### Short task
Rewrite the excerpt on the 1260 years between "present inquiry is" and "proposition under consideration.", inclusive, putting "mistaken" in place of "erroneous".

=== Page excerpt ===

THE SAME SUBJECT CONTINUED.

In order fully to prove that the period of the 1260 years has been brought to a conclusion, it is not enough merely to adduce an exposition, however in itself plausible and satisfactory, of its probable commencement and termination; it will be necessary also to show, that the period which has elapsed since the alleged termination, has corresponded in its aspect and character, and in the general nature and tendency of its events, with the description which the prophecies give of the period in question. This period, it has been already stated, is "The Time of the End," the period during which the judgment will sit on the Little Horn, and the Vials of Wrath be poured out on the Beast and his kingdoms. The sounding of the Seventh Trumpet, while it terminates the period of 1260 years, introduces this of the Vials; and from the time of its introduction a series of events is to commence, which, after weakening, by desolating judgments, the Papal power and empire, will issue in their final extinction. The question, then, for our

present inquiry is this: Have the nature and

tendency of events since the year 1792, — the assumed date for the introduction of this new and momentous period, — been such as the alleged" case supposes them to have been? If they have not been such, it may be safely concluded that the assumption is erroneous, and that the period of the 1260 years is not yet terminated. But if from the year in question the aspect and character of the times have corresponded with those predicted, and the judgment has manifestly been sitting, then we may reasonably consider this circumstance as furnishing additional testimony to the statements in the preceding chapters, and strongly confirming the proposition under consideration.

=== Material provided ===

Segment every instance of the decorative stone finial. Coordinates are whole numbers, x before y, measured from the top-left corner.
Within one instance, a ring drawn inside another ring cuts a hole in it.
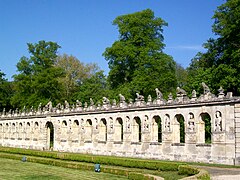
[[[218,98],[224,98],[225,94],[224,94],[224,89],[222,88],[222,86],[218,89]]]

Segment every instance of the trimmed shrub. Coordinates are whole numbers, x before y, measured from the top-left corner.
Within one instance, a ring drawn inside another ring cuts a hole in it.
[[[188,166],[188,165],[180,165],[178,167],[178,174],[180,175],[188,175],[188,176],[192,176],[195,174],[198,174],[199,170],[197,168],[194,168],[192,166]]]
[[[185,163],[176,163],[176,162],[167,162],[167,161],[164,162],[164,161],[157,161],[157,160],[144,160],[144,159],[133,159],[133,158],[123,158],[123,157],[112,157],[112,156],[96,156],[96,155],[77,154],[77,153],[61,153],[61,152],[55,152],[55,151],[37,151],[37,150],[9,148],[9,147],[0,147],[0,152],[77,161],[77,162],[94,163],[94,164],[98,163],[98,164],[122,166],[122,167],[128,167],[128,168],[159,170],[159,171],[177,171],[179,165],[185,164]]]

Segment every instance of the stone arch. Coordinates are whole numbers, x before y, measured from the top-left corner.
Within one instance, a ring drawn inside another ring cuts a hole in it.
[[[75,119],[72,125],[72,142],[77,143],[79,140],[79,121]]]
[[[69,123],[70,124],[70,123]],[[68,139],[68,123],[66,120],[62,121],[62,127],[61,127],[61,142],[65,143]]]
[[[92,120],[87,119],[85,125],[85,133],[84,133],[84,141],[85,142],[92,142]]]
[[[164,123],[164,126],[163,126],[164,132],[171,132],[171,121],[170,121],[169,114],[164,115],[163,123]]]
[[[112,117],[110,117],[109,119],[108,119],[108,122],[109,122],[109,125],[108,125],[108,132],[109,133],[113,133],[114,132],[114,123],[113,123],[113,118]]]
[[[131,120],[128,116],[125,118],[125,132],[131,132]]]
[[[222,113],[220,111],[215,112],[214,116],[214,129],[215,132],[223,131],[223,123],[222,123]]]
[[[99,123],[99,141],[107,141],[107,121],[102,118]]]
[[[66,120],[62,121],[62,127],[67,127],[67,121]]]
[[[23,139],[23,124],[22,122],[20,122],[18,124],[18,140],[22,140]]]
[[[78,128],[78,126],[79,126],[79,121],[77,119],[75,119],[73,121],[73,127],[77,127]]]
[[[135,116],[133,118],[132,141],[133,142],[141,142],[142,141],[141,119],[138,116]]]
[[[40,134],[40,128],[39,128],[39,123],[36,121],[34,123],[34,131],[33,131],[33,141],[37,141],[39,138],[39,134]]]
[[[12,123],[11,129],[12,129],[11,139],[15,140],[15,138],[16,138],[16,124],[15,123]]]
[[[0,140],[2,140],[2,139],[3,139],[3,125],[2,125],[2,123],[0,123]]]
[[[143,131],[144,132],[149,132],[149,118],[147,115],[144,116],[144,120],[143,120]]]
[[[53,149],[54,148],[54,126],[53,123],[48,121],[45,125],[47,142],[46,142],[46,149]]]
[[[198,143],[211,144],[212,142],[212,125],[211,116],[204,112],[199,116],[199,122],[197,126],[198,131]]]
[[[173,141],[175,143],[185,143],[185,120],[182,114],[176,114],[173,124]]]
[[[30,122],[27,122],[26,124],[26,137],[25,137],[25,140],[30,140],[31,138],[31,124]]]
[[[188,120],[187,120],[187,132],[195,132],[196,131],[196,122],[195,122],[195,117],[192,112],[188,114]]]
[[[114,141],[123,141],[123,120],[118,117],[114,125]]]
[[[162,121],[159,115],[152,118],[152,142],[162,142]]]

===
=== Material provided ===

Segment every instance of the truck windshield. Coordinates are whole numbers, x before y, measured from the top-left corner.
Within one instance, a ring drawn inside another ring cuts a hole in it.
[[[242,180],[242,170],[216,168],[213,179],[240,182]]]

===
=== Material provided ===

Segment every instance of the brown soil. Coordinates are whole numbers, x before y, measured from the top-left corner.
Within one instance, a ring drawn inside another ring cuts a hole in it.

===

### Full solution
present inquiry is this: Have the nature and

tendency of events since the year 1792, — the assumed date for the introduction of this new and momentous period, — been such as the alleged" case supposes them to have been? If they have not been such, it may be safely concluded that the assumption is mistaken, and that the period of the 1260 years is not yet terminated. But if from the year in question the aspect and character of the times have corresponded with those predicted, and the judgment has manifestly been sitting, then we may reasonably consider this circumstance as furnishing additional testimony to the statements in the preceding chapters, and strongly confirming the proposition under consideration.